STORED ROWS:
--- Start ---

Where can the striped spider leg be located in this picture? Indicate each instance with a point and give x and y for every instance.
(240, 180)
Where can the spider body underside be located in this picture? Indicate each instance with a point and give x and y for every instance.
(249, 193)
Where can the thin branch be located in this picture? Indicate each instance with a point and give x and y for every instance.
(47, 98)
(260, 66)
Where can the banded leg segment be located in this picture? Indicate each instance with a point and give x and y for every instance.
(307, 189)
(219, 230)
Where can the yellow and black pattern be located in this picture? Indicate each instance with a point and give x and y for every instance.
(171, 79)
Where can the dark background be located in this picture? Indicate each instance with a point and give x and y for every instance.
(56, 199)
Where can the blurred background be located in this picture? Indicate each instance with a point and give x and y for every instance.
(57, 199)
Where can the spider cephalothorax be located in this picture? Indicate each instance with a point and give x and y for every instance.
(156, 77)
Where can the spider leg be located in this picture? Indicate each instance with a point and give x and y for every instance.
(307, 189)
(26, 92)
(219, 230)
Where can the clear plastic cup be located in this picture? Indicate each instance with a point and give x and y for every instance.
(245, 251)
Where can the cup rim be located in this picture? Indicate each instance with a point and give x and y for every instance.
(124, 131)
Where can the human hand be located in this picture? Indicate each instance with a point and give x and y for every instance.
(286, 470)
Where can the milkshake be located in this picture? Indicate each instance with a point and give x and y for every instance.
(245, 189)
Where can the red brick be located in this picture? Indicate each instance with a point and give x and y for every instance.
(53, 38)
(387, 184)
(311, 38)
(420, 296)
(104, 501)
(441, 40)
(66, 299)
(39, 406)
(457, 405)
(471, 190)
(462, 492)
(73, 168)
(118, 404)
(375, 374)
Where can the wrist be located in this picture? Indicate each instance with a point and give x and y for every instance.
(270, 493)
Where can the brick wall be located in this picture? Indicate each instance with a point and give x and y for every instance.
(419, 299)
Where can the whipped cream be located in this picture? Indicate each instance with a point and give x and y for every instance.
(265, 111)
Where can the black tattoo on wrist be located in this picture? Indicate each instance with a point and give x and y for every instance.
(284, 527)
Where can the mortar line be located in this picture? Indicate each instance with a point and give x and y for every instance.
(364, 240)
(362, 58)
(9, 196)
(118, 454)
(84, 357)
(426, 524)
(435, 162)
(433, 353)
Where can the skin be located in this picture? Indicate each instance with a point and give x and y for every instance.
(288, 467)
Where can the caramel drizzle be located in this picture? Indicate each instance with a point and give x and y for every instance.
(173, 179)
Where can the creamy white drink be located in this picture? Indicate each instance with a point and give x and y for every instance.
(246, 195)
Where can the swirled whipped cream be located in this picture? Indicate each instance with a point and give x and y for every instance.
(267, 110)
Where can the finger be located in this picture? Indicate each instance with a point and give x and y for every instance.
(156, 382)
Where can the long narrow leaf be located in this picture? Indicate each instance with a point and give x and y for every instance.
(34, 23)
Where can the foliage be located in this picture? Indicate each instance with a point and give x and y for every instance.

--- End ---

TASK REQUIREMENTS: Copy out all of the lines above exactly.

RESULT OF THE TASK:
Where can the striped spider leg be located in this picture? Indicate each instance with a point and give x and y for every instance.
(240, 180)
Where can the spider body underside be located in this picture? Indicate each instance with a point and give x and y for every instance.
(249, 193)
Where can the thin branch be located in this picture? Indicate each instance with a point and give x and y for every instance.
(47, 98)
(260, 66)
Where can the banded leg segment be located in this picture? Indicate each instance with a point and give x and y for every instance.
(307, 189)
(219, 230)
Where can the yellow and black pattern be located in this picture? Indicate each instance with a point and give x and y for every instance.
(171, 79)
Where can the dark background be located in this picture? Indicate each instance with a point and give x and y for every instance.
(56, 199)
Where can the blurred background be located in this picture? Indicate each instance with a point and give x and y for every instance.
(57, 199)
Where can the spider cephalothorax be located in this picture? Indicate each instance with a point and give x and y for every instance.
(156, 77)
Where can the spider leg be located in this picture? Indicate each instance with a point and give x and y for every instance.
(307, 189)
(26, 92)
(219, 230)
Where can the clear plastic cup be located in this picture? Indicate each instance with a point and give x and y for every instance.
(245, 251)
Where can the cup rim be located in this picture? Indicate each instance with a point and give x and y for every instance.
(124, 131)
Where can the human hand be located in this picture? Indicate each instance with a point and give x and y for every instance.
(286, 470)
Where can the milkshake be located in this picture? Indicate each instance with a point and give x and y for every instance.
(245, 189)
Where can the red brick be located in this picture? Indicate each instance with a point and give x and y for every instance.
(53, 38)
(387, 184)
(311, 38)
(420, 296)
(104, 501)
(441, 40)
(66, 299)
(39, 406)
(457, 405)
(471, 190)
(462, 492)
(73, 168)
(118, 404)
(375, 374)
Where can the wrist be located in this picture? Indicate each instance with a point and give x and y for every instance.
(270, 493)
Where can the brick wall be located in this picture? Indicate each instance with a point and give x and y for every instance.
(419, 299)
Where can the whipped cream be located in this picture? Indicate each instance with a point and give x and y for every instance.
(265, 111)
Where can the black tattoo on wrist be located in this picture? Indicate each instance with a point and give x and y for every instance.
(284, 527)
Where can the mortar line be located in this picture? Indicate each instance with a point and give x and y for every instance.
(364, 240)
(362, 58)
(9, 196)
(118, 454)
(84, 357)
(426, 524)
(435, 162)
(433, 353)
Where can the skin be located in this picture? Indicate each instance with a point and give x and y for every instance.
(288, 467)
Where can the caramel drizzle be located in this picture? Indicate each instance with a point and give x and y for every instance.
(173, 179)
Where can the creamy white drink be located in this picture? Indicate each instance with a point and give x and y for every instance.
(246, 195)
Where can the swirled whipped cream be located in this picture? Indicate each instance with a point and give x and y for every instance.
(267, 110)
Where can the finger be located in this picture? Indicate each instance with a point and give x and y for every instance.
(156, 382)
Where can the long narrow leaf be located in this picture? Indicate each instance with a point and give x and y for every instance.
(34, 23)
Where can the foliage be located in this picture? Indicate each instance with a point and give x and y for every instance.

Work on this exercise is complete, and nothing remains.